» DOCUMENT EXTRACT:
Three-point bending test

After storing in a water bath at 37°C for 48±2 h, the flexural strength of the composite bone cement specimens was measured by a three-point bending test. Applying a universal testing machine (EZ20, Lloyd Instruments Ltd., UK), flexural strength tests were carried out with a supporting span of 50 mm with a crosshead speed of 5 mm/min until failure(n=10 times) [9].

Solidification time measurement

A mold with a diameter of 10 mm and a height of 5 mm was prepared and then filled in with different bone cement blends. These molds were placed into an environment of 37°C and 100% humidity. A vertical pressure head on the bone cement surfaces was applied for 5 seconds to measure the degree of deformation into the bone cement using a Vicat apparatus every 30 seconds until the indentation could no longer be seen. The solidification time was measured from the end of mold filling until no additional indentation was observed. The result was the average of 3 replicates.

» TASKS TO CARRY OUT:
A: In the bone cement testing text, what crosshead speed was used for the three-point bending test?
B: Carry on the bone cement testing text from where it stops.
The records come from a separate source and are not part of the text above.

[Collected data]
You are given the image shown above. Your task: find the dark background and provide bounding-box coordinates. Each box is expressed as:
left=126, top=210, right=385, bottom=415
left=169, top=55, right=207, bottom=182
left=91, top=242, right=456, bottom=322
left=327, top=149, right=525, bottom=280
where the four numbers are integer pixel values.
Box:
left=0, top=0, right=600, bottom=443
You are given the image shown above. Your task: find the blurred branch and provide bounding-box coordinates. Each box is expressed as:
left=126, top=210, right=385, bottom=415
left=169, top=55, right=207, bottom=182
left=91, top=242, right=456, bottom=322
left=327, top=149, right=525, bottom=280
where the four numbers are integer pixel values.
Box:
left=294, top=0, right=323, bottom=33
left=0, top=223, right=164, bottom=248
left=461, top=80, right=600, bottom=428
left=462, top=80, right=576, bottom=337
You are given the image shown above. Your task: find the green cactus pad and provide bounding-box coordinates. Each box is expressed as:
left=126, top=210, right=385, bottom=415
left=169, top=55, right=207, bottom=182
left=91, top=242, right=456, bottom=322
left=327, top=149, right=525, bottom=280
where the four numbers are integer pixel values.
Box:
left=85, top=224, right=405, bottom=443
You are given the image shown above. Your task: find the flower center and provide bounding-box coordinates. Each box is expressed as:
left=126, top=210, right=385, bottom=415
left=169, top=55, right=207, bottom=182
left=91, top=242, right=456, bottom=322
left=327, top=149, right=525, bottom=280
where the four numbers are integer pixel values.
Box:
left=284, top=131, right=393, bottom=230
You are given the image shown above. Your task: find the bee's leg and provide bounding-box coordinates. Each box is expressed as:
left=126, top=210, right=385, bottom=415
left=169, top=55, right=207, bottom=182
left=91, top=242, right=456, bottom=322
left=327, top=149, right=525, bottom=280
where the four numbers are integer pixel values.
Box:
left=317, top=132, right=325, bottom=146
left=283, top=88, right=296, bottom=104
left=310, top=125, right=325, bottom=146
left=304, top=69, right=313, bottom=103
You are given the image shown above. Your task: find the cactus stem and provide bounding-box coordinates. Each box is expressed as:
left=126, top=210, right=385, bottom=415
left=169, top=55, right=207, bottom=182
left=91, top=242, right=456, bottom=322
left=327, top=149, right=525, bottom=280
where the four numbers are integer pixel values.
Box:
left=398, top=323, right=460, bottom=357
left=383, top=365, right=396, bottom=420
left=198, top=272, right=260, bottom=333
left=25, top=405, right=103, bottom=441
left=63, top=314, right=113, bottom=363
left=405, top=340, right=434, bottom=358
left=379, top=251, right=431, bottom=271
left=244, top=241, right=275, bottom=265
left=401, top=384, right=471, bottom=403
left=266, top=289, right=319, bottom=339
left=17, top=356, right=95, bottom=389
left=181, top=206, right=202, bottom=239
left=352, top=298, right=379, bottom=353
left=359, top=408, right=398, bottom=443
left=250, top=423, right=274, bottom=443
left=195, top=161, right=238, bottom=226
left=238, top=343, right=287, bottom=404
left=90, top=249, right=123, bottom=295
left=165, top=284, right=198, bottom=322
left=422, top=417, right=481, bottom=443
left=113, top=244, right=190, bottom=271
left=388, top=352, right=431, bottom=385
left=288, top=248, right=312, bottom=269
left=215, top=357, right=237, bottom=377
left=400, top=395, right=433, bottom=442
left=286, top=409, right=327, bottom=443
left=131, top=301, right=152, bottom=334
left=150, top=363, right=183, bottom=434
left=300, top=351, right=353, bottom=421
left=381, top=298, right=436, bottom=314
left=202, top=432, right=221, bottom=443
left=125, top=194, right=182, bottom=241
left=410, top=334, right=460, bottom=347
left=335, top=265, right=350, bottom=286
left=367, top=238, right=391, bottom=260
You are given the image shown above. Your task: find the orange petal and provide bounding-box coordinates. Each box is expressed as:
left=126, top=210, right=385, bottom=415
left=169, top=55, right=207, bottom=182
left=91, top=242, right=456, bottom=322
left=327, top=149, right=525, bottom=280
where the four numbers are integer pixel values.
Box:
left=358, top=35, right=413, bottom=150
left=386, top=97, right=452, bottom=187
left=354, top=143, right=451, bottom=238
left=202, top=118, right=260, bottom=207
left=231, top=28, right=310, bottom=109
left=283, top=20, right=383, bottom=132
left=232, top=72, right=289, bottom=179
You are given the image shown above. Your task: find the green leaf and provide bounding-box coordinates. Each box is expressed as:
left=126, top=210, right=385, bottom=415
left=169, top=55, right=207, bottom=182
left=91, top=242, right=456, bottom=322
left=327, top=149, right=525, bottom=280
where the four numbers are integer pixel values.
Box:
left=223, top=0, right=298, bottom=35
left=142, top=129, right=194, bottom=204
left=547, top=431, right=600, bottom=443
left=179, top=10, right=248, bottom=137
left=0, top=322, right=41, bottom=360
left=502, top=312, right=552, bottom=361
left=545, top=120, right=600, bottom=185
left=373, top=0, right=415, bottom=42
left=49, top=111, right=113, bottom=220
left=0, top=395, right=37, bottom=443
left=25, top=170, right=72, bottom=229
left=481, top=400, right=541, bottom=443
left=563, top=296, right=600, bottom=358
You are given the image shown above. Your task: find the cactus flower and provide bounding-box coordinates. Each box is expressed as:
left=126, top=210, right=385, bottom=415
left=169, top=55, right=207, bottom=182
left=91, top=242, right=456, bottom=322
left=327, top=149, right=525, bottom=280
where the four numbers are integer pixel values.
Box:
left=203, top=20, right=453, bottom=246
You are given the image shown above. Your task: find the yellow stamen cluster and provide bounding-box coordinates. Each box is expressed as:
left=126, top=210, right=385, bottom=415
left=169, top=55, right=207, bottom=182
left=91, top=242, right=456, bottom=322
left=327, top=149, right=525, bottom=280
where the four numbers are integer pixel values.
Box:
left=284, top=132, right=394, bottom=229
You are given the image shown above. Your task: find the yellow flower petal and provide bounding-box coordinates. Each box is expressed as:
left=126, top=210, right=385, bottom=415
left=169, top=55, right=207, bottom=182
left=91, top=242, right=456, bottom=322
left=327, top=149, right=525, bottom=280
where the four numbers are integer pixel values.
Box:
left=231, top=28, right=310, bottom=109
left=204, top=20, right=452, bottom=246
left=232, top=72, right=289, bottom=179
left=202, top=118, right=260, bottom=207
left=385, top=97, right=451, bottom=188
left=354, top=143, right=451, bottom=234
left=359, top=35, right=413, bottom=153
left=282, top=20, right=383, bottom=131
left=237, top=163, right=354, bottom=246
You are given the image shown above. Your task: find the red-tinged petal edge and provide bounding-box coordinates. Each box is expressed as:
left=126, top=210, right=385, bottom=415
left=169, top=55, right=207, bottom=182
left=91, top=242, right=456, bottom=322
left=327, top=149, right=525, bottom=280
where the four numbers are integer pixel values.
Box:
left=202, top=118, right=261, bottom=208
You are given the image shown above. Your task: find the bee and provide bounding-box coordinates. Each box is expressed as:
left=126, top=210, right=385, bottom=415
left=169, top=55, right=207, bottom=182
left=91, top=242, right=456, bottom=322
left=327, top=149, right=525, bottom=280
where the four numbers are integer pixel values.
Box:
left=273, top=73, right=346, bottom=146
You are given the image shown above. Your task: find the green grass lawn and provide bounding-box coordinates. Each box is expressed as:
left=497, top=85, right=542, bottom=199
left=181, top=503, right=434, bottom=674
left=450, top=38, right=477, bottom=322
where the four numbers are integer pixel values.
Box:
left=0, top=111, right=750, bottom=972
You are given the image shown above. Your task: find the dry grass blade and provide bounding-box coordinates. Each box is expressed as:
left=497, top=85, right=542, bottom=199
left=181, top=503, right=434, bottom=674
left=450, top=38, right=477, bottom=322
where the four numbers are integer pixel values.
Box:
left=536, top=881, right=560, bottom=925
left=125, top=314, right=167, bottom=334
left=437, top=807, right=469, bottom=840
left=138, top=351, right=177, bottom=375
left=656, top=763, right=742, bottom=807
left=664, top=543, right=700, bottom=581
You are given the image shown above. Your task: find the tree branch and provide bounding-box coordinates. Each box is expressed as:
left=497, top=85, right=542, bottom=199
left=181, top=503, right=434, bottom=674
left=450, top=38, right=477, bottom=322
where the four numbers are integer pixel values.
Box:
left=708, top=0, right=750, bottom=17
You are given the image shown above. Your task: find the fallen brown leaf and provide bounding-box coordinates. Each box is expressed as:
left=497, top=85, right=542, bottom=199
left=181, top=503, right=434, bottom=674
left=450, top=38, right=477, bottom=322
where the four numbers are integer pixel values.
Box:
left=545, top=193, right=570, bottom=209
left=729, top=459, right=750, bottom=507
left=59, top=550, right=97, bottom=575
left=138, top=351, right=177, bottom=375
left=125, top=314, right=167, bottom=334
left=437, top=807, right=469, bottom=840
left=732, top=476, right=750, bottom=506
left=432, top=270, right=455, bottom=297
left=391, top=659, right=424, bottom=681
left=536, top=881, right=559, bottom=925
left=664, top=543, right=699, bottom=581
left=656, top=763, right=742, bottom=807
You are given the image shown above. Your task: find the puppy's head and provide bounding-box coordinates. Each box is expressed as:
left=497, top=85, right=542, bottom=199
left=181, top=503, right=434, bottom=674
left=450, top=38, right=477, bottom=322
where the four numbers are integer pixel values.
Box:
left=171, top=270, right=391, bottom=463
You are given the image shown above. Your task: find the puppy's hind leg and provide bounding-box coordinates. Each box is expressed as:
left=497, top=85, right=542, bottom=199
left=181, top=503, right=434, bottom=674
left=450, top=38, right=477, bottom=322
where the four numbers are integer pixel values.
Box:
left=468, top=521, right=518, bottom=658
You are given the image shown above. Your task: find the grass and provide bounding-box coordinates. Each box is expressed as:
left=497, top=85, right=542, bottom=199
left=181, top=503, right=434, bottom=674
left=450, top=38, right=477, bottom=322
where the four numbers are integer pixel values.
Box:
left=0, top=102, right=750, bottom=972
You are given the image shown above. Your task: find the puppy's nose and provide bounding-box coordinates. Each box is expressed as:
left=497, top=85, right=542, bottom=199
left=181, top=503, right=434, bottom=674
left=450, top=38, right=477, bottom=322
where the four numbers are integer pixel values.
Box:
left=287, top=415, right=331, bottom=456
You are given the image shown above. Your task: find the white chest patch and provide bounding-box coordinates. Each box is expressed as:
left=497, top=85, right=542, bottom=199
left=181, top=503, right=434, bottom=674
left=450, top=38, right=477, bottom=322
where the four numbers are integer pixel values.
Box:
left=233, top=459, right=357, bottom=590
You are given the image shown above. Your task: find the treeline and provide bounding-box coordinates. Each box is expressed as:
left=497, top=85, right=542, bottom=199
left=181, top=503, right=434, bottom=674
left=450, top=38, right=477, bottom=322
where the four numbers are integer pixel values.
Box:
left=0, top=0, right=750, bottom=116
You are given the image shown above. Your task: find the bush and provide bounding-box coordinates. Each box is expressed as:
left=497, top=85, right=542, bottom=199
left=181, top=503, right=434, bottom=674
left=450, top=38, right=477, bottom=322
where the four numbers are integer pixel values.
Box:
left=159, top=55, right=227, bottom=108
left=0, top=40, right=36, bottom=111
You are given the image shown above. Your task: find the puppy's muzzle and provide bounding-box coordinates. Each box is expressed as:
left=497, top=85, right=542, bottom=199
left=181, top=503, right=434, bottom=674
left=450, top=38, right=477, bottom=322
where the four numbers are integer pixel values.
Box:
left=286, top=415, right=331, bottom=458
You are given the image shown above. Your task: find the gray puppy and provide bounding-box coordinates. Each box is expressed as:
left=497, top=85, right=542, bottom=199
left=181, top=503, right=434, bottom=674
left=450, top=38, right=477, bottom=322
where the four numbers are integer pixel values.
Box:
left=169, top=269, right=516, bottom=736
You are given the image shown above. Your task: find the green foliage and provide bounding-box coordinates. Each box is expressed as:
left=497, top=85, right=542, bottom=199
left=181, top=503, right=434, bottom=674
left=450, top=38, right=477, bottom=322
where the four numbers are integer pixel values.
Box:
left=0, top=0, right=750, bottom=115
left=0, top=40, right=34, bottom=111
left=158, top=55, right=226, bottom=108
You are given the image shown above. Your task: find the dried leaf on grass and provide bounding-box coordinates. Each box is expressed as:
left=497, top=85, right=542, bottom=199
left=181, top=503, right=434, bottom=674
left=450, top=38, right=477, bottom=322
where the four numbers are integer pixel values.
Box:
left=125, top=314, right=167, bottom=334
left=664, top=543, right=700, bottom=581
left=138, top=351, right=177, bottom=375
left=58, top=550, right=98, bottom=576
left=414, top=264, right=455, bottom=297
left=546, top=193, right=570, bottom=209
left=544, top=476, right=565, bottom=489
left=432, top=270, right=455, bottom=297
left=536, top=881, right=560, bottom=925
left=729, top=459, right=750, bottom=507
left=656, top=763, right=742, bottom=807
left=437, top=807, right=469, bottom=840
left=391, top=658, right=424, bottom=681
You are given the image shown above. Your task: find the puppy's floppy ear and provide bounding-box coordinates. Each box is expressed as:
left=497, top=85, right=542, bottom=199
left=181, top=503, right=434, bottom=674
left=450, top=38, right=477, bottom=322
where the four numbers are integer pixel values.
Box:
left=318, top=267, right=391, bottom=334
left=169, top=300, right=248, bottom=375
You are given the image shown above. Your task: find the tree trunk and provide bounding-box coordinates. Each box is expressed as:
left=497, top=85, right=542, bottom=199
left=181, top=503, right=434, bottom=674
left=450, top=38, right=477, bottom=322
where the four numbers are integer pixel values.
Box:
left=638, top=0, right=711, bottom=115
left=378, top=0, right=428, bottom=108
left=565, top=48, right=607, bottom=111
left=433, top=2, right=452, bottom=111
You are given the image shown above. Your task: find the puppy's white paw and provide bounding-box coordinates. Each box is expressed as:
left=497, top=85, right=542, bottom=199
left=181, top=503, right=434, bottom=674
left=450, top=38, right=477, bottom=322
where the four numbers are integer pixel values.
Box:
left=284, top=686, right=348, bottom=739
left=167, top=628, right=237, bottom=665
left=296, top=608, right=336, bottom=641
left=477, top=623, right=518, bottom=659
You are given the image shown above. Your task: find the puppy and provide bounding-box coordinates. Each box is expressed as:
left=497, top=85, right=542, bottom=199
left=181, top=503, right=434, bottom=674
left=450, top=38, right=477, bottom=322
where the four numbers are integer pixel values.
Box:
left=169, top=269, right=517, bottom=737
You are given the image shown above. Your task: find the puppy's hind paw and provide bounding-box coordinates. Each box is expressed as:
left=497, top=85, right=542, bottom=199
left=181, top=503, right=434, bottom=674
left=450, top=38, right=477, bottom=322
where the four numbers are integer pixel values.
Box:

» RESPONSES BY ITEM NUMBER:
A: 5 mm/min

B:
Scanning electron microscopy morphology

The bone cement samples were immersed in ethanol to stop the hydration reaction and were allowed to dry naturally. A JSM-5600LV type low vacuum scanning electron microscope was then adopted to observe and detect structural changes in the bone cements’ internal micro holes; 500 cycles were implemented for accuracy.

Phase composition analysis

The tested samples were dried naturally at room temperature. Their structure and phase were analyzed with an X ‘Pertpro type X-ray from the Holland PANalytical company. X-ray diffraction with a Cu rake, a tube voltage of 40keV, a tube current of 30 mA, a continuous scan range of 20 from 10° to 90°, and a scan rate of 15.24/min was applied. The phase of the samples was determined with the X-ray software Jade 5.0.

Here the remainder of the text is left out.